RECORD LIST:
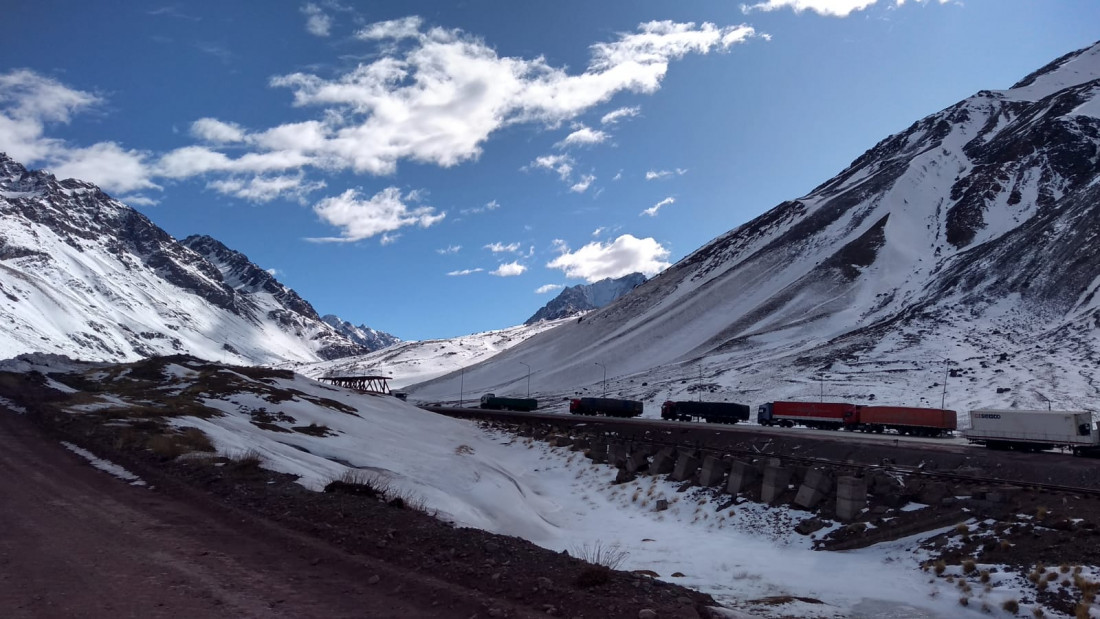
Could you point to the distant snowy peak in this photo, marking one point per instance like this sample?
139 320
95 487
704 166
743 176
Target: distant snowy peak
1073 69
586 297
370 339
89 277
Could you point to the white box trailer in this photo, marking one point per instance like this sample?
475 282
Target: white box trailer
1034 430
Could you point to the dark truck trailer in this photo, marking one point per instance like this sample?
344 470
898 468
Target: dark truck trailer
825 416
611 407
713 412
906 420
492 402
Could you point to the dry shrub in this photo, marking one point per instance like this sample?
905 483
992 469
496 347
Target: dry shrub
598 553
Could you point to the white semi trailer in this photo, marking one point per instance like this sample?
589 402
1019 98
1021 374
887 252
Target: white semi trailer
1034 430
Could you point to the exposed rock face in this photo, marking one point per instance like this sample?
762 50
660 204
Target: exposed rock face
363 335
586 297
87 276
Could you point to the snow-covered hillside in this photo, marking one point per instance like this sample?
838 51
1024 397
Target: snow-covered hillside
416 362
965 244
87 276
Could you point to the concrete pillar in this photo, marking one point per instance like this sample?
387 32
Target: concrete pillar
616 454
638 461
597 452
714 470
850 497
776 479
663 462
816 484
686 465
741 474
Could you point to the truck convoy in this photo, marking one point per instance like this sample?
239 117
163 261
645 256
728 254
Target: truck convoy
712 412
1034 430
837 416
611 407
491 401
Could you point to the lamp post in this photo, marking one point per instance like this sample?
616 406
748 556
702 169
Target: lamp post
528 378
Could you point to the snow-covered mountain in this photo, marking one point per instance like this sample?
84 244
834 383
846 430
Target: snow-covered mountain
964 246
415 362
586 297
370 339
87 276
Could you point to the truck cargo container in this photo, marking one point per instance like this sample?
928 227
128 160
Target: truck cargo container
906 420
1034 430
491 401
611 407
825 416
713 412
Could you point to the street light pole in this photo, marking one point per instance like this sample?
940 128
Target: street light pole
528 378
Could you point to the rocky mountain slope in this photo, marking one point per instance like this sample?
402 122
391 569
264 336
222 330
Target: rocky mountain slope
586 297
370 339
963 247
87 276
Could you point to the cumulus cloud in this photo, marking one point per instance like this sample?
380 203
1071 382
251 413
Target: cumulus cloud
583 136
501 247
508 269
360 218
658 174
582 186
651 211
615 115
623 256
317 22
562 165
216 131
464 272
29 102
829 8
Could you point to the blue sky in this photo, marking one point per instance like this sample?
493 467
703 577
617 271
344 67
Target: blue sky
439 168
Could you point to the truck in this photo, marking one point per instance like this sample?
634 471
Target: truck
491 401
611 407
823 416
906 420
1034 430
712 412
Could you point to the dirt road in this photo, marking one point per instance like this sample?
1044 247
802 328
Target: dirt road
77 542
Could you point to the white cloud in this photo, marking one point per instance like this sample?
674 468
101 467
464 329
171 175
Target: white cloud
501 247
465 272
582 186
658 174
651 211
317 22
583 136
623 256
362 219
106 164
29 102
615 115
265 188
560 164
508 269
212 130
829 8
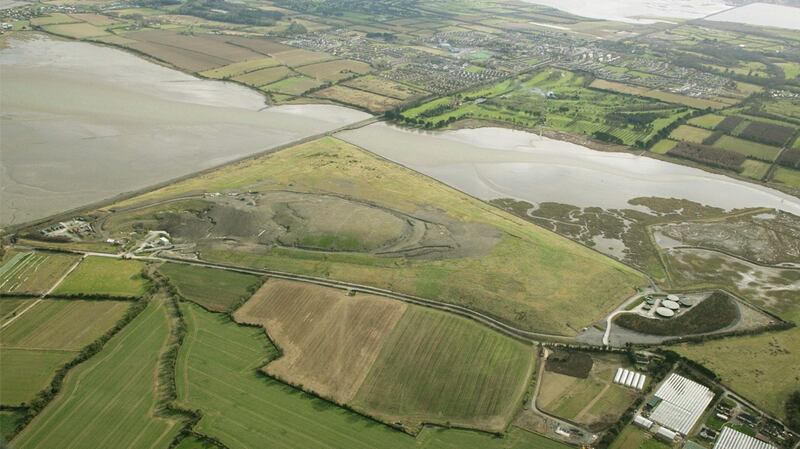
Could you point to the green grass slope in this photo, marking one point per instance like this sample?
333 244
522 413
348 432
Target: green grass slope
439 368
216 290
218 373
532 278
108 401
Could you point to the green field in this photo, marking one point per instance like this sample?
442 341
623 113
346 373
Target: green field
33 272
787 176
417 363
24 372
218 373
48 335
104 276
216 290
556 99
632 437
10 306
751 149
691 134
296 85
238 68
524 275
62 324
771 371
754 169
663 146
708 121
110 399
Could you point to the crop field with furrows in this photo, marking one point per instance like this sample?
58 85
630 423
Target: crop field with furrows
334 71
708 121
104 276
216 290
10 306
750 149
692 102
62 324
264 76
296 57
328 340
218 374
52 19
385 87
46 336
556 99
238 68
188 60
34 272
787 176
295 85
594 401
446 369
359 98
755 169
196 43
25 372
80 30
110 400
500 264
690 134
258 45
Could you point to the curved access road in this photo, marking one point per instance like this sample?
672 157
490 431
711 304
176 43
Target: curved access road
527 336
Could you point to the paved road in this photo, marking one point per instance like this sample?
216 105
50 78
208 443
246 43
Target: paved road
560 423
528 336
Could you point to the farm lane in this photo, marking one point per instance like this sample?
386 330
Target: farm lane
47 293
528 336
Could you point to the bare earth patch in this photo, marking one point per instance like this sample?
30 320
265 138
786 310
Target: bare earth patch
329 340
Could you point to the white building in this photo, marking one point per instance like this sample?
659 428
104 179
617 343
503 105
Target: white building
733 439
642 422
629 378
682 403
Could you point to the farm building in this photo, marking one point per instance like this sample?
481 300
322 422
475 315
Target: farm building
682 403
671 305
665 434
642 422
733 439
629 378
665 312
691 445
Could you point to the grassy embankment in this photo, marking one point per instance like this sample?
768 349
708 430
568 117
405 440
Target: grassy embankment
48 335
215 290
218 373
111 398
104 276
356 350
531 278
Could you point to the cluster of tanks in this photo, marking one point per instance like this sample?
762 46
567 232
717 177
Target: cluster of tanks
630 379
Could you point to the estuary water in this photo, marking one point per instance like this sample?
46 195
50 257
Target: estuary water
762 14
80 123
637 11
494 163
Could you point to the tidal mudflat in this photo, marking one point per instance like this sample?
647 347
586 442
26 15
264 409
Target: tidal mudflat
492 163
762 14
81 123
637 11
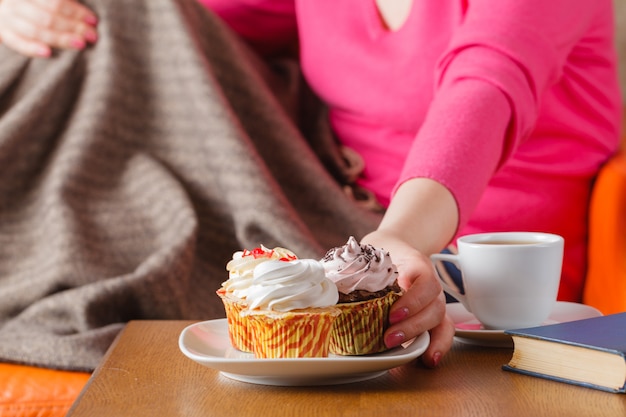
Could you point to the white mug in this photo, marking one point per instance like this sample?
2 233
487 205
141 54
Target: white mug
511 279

TASK DIRECTIONS:
The records above need to be restated word for word, with the pictures left out.

RESPONSE FOR THIS EXERCISE:
Could you point to the distant snowy peak in this photo, marking one point per instance like this sample?
139 320
95 487
704 166
743 176
Target: distant snowy peak
1073 69
586 297
370 339
89 277
Could you point to the white box trailer in this photo, marking one point per instance like this sample?
475 282
Target: white box trailer
1034 430
Could you point to the dark truck trailer in this photo, marking one point per instance like this sample?
344 470
898 468
Target: dark truck trailer
825 416
611 407
713 412
906 420
492 402
Could you point to the dry shrub in this photo, marking one point per instance like this sample?
905 483
992 469
496 347
Target: dry shrub
598 553
Could you point to the white semi trailer in this photo, marking one point per instance like this sample?
589 402
1019 98
1021 374
887 252
Target: white semi trailer
1034 430
Could you point to the exposed rock face in this photo, marking one point per instance like this sample?
762 50
660 204
Target: exposed rock face
363 335
586 297
87 276
Could you point to the snow-covered hillside in this photo, marking one point per instance like this sample?
838 51
1024 397
Target: snow-covered hillside
416 362
965 244
87 276
Could you point to the concrete pillar in this photo, marking one point per instance like this sample?
387 32
Target: concrete pillar
616 454
638 461
597 452
714 470
850 497
776 479
663 462
816 484
686 465
741 474
Could you point to the truck convoy in this photo, marking one point per instance like this sample?
239 117
163 261
645 256
728 254
Target: truck convoy
712 412
1034 430
837 416
611 407
491 401
Could you point to the lamp post in this photo, marking one point per instance like this sample?
616 406
748 556
702 169
Target: lamp post
528 378
Could you point to the snow-covered mountain in this photo, marking one point per instance like this sample?
84 244
834 383
846 430
Target: snow-covered mountain
964 246
415 362
586 297
370 339
87 276
Could you point to the truck cargo container in this photo, marking one point per instance like this sample?
928 227
128 160
Target: truck cargo container
906 420
1034 430
491 401
611 407
825 416
713 412
Could you point to the street light pole in this photo, marking one point per instance like this sample?
940 128
Target: street light pole
528 378
Could you point to the rocky mountain slope in this photo, marking one point per instance like this sample?
402 122
391 569
264 336
222 330
Target: rocky mountain slope
586 297
370 339
963 247
87 276
Could you point to the cumulus cloud in this photo, marking one point per instance like this sample?
380 203
1071 382
251 413
Target: cumulus cloud
583 136
501 247
508 269
360 218
658 174
582 186
651 211
615 115
623 256
317 22
562 165
216 131
464 272
29 102
829 8
Could you point to the blue sky in this photo, marking one point per instance like this sample?
493 467
703 577
617 271
344 67
Target: blue sky
439 168
Could you point to the truck in this photo, marking one point per instance like this sample?
634 471
Target: truck
491 401
611 407
823 416
906 420
1034 430
712 412
Could you point to the dirt road in this photo, marking one point per instance like this sample?
1044 247
802 328
Target: dirt road
77 542
Could you point to the white cloud in this photo, marking one point per instance like this sample?
674 468
101 467
464 329
171 175
Target: white cloud
501 247
465 272
582 186
658 174
651 211
317 22
583 136
623 256
362 219
106 164
29 102
615 115
265 188
560 164
508 269
212 130
829 8
Could you point to the green grass slope in this photo, marking one point per instance like this sample?
333 244
522 413
348 432
Target: green grass slope
439 368
216 290
218 373
532 278
108 401
Could you point to the green field in this photo, marking one point per instance like this sample?
442 341
623 113
346 373
Target: green field
33 272
787 176
417 363
24 372
218 373
48 335
104 276
216 290
556 99
632 437
10 306
751 149
691 134
296 85
238 68
524 275
62 324
771 371
754 169
663 146
708 121
110 399
Could you point to the crop field with furrows in this photo, marking one point per instance like this sample?
58 85
630 423
Target: crop field with furrows
334 71
708 121
104 276
216 290
10 306
750 149
692 102
62 324
264 76
296 57
328 340
218 374
52 19
385 87
46 336
556 99
238 68
188 60
34 272
787 176
295 85
594 401
446 369
359 98
755 169
196 43
25 372
80 30
110 400
500 264
690 134
258 45
Could you point to the curved access road in this photo, marking one point per instance like this sample?
672 157
490 431
711 304
176 43
Target: curved access road
527 336
Could you point to the paved road in this photo, marking one point per instance like this sample?
216 105
50 78
208 443
246 43
Target: paved road
560 423
528 336
Could you point to the farm lane in this photo, marking one point per instance like this sample?
386 330
Target: farm lane
47 293
528 336
Could you point to the bare earth patch in this photo, marking one point per instance like this sample?
30 320
265 138
786 310
Target: bare earth patch
329 340
Could you point to the white building in this photo, marking one point per instance like this sample?
659 428
104 179
617 343
503 105
Target: white building
733 439
642 422
629 378
682 403
Could you point to the farm building in this photo, marking one point per instance like this sample?
481 300
322 422
475 315
Target: farm building
682 403
671 305
665 434
642 422
733 439
629 378
665 312
691 445
Could you point to the grassy embankment in this photo, marking one point per instance like this sample?
768 349
708 430
568 117
405 440
Target: grassy embankment
48 335
215 290
218 373
111 398
104 276
356 350
531 278
Could you point to the cluster of tanks in this photo, marking one point per instance like this sample?
762 46
567 232
717 177
Target: cluster of tanks
630 379
Could you point to the estuary water in this photo, marking one point per instance like this sample?
46 195
50 257
Target: estuary water
762 14
80 123
637 11
494 163
Could you point to the tidal mudflat in this photo, marking one point per instance like this sample?
647 347
586 442
26 15
264 409
Target: tidal mudflat
492 163
762 14
81 123
637 11
Could you point to the white mug in this photo, marking one point per instance like this sample?
2 233
487 205
141 54
Target: white mug
511 279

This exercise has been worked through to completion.